(EXTRACTED DATA)
· · · · ·

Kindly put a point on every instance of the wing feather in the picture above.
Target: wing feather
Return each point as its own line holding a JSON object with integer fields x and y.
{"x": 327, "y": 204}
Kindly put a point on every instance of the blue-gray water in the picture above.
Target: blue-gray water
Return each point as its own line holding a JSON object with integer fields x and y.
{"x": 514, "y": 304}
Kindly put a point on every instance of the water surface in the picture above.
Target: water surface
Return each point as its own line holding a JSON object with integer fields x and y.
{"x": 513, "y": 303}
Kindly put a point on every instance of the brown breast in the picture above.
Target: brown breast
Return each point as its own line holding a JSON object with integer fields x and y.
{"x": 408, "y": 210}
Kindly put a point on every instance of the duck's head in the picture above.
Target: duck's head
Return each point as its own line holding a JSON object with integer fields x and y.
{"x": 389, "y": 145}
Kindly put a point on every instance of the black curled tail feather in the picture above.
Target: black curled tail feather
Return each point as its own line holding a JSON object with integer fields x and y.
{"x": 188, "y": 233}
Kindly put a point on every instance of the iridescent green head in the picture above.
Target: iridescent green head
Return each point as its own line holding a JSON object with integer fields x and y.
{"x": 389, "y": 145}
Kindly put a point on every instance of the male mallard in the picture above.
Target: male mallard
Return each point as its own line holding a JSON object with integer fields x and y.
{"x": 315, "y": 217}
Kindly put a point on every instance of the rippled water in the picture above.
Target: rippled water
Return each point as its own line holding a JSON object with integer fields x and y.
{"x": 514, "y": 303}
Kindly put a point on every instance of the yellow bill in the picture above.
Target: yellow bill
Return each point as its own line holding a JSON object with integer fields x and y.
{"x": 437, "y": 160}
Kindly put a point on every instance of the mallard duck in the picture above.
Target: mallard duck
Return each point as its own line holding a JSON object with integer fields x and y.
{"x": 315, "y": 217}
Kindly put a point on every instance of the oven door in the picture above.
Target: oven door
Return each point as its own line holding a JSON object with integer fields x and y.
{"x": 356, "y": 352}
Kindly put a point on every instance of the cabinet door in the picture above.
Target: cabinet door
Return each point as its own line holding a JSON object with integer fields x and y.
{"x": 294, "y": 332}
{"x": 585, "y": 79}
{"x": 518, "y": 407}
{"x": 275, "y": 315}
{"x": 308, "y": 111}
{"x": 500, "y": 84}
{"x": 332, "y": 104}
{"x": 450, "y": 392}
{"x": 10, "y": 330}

· · · · ·

(WORK REQUIRED) When a line in the material includes the word "gray", copy it out.

(ANSWER TO THIS TASK)
Kindly put a point on every instance of the blue-gray water in the picture above.
Target: blue-gray water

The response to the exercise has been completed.